◆ **Text**
But problems can occur for the arteries and heart when your body keeps that burner going.

This low, steady burn, known as chronic inflammation, is not caused by a single injury. Rather, it’s the result of constant injury to the inner walls of our arteries, and it’s brought on by excess LDL (bad) cholesterol and other lifestyle-related insults like high blood pressure, high blood glucose, and smoking.

Chronic inflammation leads to the formation of fatty streaks throughout our arteries, which can eventually lead to cholesterol-rich plaques.

Heart attack prevention is all about quelling these inflammatory flames. In several studies, the Pritikin Program has been proven to lower inflammatory markers, including high-sensitivity C-reactive protein, in men,13 women,14 and children.15

Other markers of inflammation include noxious chemicals released by both white blood cells and fat cells. They’re called inflammatory cytokines. In recent research on overweight and normal-weight children at the Pritikin Longevity Center, scientists found that within two weeks, levels of inflammatory cytokines dropped markedly.16

Similar results, published in studies over the past decade, have been observed in adults attending the Pritikin Program.

3. Reduction in risk of plaque rupture and blood clots

Plaque rupture occurs in what are known as vulnerable plaques – cholesterol-rich plaques with a high level of inflammation. The inflammation is thought to activate enzymes like matrix metallo proteinases.

These enzymes do a lot of dirty work. Like sandpaper rubbing on an inflamed boil, they degrade the fibrous cap covering the cholesterol plaque, making the cap vulnerable to cracking or rupture.

The Pritikin Program has been shown to reduce the level of one of the metalloproteinases (MMP-9),17 which should immediately reduce the risk for plaque rupture, blood clot formation, and a heart attack.

If plaque does rupture, the plaque’s contents spew out into the bloodstream, triggering a swift gathering, or aggregation, of blood platelets. Plateletes are cells that circulate in the blood and clot to heal injuries. But clotting that occurs within our arterial pipelines can build to the point where it blocks blood flow. Research on Pritikin Program participants has shown a reduction in the tendency for platelets to aggregate and clots to form.18

Summing Up…
How To Prevent a Second Heart Attack

Act now. It could save your life. According to the American Heart Association, one of four men and one of three women who survive a heart attack will die within the following year, most often of cardiac arrest or another heart attack.

◆ **Exercise prompt**
Copy the heart attack prevention text between "Plaque rupture occurs" and "matrix metallo proteinases.", inclusive, and change "vulnerable plaques" to "unstable plaques".

◆ **Material supplied**
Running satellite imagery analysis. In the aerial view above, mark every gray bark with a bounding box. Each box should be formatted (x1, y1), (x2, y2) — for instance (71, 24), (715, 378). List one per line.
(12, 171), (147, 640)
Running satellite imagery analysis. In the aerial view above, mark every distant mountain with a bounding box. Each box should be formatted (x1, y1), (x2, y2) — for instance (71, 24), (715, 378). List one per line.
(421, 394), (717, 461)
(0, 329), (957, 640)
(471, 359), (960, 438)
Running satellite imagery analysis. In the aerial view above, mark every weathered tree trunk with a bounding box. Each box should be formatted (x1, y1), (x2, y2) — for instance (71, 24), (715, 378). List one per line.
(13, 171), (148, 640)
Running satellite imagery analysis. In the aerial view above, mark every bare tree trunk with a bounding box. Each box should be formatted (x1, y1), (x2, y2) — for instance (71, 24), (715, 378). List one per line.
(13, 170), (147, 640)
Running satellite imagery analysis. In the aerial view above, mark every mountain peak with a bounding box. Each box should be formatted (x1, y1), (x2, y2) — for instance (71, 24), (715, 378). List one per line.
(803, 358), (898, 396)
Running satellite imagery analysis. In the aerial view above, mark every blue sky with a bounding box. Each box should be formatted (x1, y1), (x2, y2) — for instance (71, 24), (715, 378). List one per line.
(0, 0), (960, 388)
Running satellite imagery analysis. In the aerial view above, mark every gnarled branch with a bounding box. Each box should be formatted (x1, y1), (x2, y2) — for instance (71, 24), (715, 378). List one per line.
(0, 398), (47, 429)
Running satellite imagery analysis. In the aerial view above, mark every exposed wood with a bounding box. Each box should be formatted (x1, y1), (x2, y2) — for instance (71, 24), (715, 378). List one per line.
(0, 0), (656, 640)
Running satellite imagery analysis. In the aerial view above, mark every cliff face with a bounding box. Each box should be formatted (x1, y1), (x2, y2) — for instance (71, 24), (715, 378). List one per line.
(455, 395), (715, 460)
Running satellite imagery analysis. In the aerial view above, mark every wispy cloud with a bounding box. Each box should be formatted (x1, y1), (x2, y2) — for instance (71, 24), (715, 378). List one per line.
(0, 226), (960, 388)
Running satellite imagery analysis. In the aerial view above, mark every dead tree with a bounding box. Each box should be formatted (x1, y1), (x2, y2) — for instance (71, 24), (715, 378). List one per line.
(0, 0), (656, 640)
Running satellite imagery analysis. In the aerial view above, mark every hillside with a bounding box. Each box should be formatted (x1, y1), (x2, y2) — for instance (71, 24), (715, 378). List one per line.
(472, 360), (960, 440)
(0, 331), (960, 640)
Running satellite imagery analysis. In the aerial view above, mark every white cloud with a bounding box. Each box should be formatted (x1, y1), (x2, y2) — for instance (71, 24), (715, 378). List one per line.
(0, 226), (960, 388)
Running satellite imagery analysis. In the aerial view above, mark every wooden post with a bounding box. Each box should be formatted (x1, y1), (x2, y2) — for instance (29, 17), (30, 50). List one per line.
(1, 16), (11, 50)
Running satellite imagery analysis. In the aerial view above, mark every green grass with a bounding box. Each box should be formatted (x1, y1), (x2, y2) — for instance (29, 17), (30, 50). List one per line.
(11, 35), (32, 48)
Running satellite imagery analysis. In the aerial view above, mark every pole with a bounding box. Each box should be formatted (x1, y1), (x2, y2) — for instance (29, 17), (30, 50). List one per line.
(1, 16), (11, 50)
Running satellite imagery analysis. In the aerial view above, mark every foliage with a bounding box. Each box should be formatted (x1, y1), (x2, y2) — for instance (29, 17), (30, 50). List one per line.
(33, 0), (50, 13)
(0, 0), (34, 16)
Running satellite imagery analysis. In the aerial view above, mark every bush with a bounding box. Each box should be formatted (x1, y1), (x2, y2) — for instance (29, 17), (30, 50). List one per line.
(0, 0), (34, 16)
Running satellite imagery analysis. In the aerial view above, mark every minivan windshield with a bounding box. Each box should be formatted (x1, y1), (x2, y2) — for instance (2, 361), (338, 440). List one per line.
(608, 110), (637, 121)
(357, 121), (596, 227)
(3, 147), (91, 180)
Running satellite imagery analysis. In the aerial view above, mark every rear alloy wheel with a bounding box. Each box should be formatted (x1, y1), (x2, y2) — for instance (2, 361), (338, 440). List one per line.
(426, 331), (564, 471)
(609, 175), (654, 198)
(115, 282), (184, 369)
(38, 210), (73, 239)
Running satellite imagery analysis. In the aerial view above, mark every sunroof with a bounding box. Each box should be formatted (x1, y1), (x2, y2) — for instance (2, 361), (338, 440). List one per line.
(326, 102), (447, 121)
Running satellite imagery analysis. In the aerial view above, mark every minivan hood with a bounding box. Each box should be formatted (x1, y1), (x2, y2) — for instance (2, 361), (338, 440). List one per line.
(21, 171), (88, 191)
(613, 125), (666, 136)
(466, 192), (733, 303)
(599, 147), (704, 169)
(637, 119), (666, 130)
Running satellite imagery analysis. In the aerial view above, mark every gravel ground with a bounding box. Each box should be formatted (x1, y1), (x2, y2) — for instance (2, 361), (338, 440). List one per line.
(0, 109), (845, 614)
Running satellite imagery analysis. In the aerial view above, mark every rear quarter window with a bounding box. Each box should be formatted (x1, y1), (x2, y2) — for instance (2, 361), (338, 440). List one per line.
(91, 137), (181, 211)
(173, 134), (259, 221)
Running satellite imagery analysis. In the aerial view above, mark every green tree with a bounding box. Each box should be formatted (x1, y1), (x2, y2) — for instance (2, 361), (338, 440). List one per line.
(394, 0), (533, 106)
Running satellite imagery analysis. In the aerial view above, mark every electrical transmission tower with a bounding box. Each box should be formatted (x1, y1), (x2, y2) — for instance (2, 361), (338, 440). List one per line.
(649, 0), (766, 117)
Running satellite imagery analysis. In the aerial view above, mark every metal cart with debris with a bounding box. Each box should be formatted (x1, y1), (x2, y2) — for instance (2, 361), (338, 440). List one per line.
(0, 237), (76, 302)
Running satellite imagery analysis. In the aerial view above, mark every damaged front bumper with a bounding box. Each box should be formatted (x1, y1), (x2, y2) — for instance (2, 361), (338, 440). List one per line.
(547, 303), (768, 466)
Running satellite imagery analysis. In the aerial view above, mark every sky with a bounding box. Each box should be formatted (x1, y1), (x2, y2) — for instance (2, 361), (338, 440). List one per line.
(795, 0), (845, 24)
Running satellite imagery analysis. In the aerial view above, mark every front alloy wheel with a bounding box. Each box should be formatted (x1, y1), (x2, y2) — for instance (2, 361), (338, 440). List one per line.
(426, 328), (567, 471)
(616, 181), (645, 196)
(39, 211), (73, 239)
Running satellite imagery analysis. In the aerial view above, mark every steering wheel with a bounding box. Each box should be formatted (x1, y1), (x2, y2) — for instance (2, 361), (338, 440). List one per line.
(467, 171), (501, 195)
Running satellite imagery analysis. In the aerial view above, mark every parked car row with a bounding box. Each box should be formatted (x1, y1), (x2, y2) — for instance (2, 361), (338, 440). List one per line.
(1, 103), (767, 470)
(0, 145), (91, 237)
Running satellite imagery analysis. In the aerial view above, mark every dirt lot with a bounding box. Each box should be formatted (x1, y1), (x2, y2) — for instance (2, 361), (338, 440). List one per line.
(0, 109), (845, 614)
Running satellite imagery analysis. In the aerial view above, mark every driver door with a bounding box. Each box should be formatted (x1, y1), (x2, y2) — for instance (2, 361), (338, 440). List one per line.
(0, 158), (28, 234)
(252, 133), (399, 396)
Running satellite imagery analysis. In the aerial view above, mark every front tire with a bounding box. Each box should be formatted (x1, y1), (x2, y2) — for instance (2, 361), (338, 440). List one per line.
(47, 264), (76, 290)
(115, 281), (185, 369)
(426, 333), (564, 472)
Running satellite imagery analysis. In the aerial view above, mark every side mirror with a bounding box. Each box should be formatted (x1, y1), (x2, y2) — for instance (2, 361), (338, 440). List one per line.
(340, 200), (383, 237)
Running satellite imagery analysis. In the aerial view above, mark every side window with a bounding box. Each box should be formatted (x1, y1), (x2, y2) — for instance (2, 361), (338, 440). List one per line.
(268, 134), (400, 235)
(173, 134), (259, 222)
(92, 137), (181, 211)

◆ **Response below**
Plaque rupture occurs in what are known as unstable plaques – cholesterol-rich plaques with a high level of inflammation. The inflammation is thought to activate enzymes like matrix metallo proteinases.